(Stored data entries)
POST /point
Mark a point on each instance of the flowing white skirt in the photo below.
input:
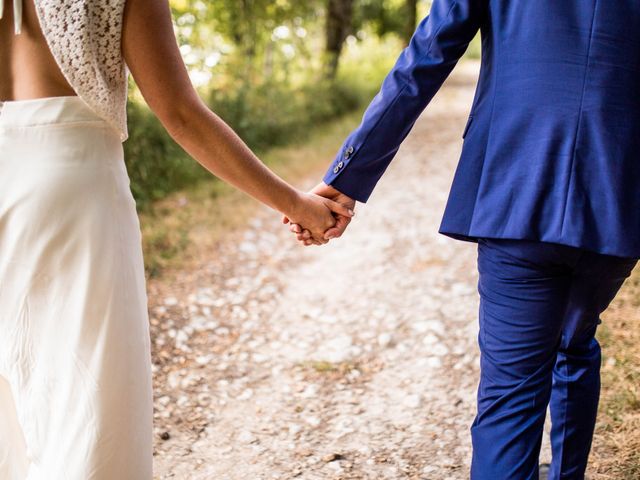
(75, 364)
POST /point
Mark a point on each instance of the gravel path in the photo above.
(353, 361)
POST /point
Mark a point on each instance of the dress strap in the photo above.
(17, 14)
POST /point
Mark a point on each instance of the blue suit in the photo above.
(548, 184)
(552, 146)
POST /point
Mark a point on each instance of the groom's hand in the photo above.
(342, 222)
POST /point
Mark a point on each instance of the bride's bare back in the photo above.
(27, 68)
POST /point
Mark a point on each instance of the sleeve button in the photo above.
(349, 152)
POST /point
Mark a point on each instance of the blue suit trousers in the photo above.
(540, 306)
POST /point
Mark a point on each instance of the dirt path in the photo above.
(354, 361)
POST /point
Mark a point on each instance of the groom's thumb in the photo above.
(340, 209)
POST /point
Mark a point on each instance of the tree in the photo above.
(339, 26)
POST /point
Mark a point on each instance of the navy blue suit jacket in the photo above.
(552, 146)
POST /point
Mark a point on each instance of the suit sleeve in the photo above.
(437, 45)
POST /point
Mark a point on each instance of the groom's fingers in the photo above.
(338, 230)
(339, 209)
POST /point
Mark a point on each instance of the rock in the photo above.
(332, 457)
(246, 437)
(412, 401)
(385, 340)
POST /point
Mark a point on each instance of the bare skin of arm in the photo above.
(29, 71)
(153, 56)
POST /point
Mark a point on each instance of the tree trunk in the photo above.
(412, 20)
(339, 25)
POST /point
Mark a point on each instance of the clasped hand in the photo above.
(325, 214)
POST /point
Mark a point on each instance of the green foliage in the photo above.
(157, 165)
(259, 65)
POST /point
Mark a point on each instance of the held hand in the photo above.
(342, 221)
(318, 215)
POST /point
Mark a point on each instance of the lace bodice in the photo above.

▸ Required action: Print every entry above again, exactly as written. Leave the images out.

▸ Response area:
POST /point
Mark a point on each instance of the flowing white skirt in the photo below.
input:
(75, 364)
POST /point
Mark a point on each instance of the gravel path in the photo above.
(353, 361)
POST /point
Mark a point on each instance of the dress strap in the photo above.
(17, 14)
POST /point
Mark a point on each instance of the blue suit in the photo above.
(548, 184)
(552, 146)
POST /point
Mark a point on each instance of the groom's hand in the photo above.
(342, 222)
POST /point
Mark a point on each instance of the bride's bare back in the photo above.
(27, 68)
POST /point
Mark a point on each instance of the sleeve button in the photo above.
(349, 152)
POST /point
Mark a point on each instance of the blue suit trousers in the photo above.
(540, 306)
POST /point
Mark a point on each instance of the dirt path in the photo above.
(354, 361)
POST /point
Mark a point on each instance of the groom's thumb in the photo above.
(340, 209)
POST /point
Mark a point on each instance of the tree in the photo above.
(339, 26)
POST /point
Mark a point on each instance of the navy blue suit jacket in the photo above.
(552, 146)
POST /point
Mark a point on each instance of the suit sleeve in the photo above.
(437, 45)
POST /point
Mark a point on each instance of the groom's fingers in the photo above.
(338, 230)
(339, 209)
POST /point
Mark a point on each instance of the rock in the photo above.
(332, 457)
(246, 437)
(412, 401)
(385, 340)
POST /point
Mark a point on each instance of the bare skin of arm in the photo above.
(29, 71)
(153, 56)
POST /point
Mark a point on each instance of the tree trunk in the photo above.
(412, 20)
(339, 25)
POST /point
Mark a point on each instance of the clasped hand in the photo above.
(325, 214)
POST /point
Mark a point on each instance of the green foliage in the photo above.
(157, 165)
(259, 65)
POST /point
Mark a point on each instance of the held hand in the photo above.
(342, 221)
(318, 215)
POST /point
Mark a point on each instance of the lace bodice in the photo above.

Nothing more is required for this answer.